Selected text:
.....
When you are giving alms, let God alone see you. When you are fasting, keep a cheerful face. Let your dress be neither elegant nor slovenly, and let it not be noticeable by any strangeness that might attract the notice of passers-by and make people point their fingers at you. If a brother dies or the body of a beloved sister has to be carried to burial, take care that you do not attend such funerals too often, or you may die yourself.
Do not try to seem very devout nor more humble than is necessary. It is possible to seek glory by avoiding it. Many men who screen from view their poverty, charity, and fasting, reveal their desire for admiration by the very fact that they spurn it and, strangely enough, seek praise while avoiding it. From the other perturbations of the mind, from exultation, despondency, hope and fear I find many free; but desire for praise is a fault which few escape, and that man is best whose character, like a fair skin, is disfigured by the fewest blemishes.
Jerome, in a letter to Eustochium, dated AD 384. (Letter XXII, Section 27) Jerome (345-420) was one of the early church fathers, and is best known for having made the Latin Vulgate translation of the Bible. Does the last sentence of the first paragraph demonstrate that Jerome was superstitious?
From: Select Letters of St. Jerome, translated from the Latin and edited by F. A. Wright; the Loeb Classical Library (Cambridge: Harvard University Press, 1933), p. 115.
.....
Entries supplied:
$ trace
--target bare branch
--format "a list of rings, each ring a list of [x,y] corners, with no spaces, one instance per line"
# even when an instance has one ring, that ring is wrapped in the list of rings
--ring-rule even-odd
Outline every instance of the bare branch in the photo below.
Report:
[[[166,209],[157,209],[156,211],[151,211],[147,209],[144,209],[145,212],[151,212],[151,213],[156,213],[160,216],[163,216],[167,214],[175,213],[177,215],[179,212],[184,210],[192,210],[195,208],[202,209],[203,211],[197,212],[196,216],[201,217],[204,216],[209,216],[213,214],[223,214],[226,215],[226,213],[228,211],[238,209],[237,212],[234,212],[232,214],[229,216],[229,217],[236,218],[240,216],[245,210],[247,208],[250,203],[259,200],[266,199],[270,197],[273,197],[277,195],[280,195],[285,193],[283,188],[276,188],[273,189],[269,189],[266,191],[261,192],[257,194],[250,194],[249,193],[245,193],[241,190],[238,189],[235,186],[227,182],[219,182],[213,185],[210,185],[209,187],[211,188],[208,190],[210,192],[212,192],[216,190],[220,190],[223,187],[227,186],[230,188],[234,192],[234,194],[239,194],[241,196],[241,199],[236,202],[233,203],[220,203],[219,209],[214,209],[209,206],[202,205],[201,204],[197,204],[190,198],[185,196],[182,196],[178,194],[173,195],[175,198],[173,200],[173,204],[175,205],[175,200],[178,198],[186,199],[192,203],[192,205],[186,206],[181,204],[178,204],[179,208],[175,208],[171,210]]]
.....
Work to complete:
1: Answer these questions from the Jerome letter excerpt, one line each:
(a) What should you keep when you are fasting?
(b) Who translated and edited Select Letters of St. Jerome?
(c) Which translation of the Bible is Jerome best known for having made?
2: Could you copy the Jerome letter excerpt word for word, beginning at the words "Jerome, in a" and stopping after "1933), p. 115."?

Exercise solutions:
1:
(a) A cheerful face.
(b) F. A. Wright.
(c) The Latin Vulgate translation.

2:
Jerome, in a letter to Eustochium, dated AD 384. (Letter XXII, Section 27) Jerome (345-420) was one of the early church fathers, and is best known for having made the Latin Vulgate translation of the Bible. Does the last sentence of the first paragraph demonstrate that Jerome was superstitious?
From: Select Letters of St. Jerome, translated from the Latin and edited by F. A. Wright; the Loeb Classical Library (Cambridge: Harvard University Press, 1933), p. 115.